* _Your objective_:
If a line in the listing includes the word "positive", copy it out.

* _Provided records_:
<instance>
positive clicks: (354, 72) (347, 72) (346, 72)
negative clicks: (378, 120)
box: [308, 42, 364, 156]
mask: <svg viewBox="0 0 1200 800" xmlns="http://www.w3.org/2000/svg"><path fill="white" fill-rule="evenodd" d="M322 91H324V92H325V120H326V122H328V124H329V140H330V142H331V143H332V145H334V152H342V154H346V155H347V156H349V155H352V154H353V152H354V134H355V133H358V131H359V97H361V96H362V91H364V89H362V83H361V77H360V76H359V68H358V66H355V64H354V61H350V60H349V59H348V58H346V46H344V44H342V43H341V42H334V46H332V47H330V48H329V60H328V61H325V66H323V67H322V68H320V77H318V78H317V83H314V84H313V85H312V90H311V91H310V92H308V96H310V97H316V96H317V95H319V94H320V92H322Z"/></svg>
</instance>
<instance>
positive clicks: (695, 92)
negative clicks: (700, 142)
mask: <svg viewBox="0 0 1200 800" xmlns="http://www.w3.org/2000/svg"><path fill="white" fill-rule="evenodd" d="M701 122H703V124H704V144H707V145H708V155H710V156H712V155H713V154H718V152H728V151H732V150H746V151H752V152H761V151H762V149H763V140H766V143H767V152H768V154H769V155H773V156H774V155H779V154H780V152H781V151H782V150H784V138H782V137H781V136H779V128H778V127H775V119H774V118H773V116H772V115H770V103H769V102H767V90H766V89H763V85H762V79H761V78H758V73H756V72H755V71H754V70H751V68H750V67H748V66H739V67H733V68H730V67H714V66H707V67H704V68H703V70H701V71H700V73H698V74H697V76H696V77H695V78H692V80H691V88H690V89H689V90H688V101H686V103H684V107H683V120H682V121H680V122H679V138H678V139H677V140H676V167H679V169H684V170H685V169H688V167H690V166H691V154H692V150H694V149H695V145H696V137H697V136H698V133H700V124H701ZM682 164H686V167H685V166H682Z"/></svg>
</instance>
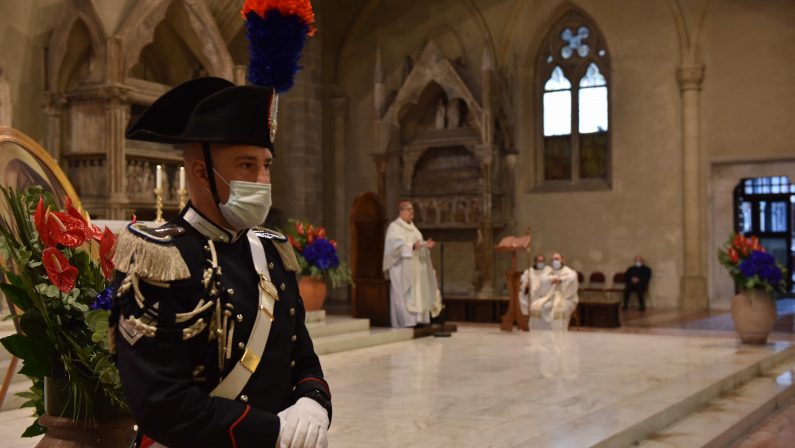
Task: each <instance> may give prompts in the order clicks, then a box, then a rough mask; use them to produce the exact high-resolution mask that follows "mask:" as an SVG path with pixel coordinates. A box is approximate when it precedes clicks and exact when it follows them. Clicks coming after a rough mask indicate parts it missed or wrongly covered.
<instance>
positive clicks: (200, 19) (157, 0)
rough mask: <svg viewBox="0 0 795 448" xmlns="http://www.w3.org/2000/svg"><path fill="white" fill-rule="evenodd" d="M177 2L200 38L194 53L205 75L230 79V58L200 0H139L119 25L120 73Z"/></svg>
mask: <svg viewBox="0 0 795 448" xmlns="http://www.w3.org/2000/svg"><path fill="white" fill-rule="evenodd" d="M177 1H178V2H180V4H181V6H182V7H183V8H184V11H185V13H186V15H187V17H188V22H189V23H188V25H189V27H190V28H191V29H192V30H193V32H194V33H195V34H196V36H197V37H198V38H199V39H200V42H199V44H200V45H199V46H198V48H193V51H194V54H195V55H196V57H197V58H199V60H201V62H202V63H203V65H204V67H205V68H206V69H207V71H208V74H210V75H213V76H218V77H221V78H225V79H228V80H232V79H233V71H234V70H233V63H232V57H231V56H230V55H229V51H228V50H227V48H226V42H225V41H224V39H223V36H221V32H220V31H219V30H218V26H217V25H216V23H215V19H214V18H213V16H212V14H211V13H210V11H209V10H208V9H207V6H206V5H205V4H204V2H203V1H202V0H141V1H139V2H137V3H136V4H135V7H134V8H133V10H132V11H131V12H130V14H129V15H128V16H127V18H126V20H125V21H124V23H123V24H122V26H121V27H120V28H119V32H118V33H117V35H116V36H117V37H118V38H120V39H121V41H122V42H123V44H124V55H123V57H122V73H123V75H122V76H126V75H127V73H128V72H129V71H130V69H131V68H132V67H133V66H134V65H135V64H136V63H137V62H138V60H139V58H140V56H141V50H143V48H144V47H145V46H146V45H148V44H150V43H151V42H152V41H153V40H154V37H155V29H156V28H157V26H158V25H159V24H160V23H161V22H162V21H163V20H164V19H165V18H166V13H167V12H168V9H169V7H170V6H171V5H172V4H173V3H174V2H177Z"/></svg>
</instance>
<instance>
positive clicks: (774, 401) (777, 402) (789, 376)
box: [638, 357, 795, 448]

---

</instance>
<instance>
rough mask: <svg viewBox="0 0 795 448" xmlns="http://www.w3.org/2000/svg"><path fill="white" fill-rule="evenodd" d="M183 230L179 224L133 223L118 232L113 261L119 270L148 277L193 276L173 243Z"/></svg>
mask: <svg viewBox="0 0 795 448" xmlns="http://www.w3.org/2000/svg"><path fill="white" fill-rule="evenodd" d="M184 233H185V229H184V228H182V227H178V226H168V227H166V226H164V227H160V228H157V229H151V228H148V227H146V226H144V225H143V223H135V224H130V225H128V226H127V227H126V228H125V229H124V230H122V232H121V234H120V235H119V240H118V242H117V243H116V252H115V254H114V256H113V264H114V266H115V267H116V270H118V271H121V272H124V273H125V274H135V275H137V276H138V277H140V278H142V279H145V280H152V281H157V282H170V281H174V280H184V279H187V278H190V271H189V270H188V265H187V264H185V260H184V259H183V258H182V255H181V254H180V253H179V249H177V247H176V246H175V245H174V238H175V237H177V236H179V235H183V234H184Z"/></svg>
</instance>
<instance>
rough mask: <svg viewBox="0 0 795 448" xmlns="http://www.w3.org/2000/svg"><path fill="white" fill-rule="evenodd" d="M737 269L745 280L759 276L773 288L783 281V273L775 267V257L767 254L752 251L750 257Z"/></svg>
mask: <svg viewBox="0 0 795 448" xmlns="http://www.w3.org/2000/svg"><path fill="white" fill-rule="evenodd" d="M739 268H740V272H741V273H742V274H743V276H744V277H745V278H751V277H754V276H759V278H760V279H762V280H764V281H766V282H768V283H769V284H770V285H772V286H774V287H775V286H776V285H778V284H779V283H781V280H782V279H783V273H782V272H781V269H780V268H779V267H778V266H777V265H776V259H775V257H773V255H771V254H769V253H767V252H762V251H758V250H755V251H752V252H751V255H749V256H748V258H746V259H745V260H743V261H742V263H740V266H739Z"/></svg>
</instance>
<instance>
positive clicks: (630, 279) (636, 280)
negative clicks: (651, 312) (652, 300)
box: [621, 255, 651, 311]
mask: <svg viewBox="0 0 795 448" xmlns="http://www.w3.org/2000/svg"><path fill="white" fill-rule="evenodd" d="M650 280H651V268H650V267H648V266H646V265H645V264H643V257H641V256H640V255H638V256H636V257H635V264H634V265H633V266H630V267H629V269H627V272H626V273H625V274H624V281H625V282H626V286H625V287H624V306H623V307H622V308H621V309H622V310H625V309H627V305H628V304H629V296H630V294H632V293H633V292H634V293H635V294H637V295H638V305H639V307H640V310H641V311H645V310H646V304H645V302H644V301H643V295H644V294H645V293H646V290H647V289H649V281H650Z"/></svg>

* _Reply_:
positive clicks: (354, 72) (347, 72) (346, 72)
positive clicks: (695, 92)
positive clicks: (200, 19) (157, 0)
positive clicks: (774, 401) (777, 402) (789, 376)
positive clicks: (630, 279) (636, 280)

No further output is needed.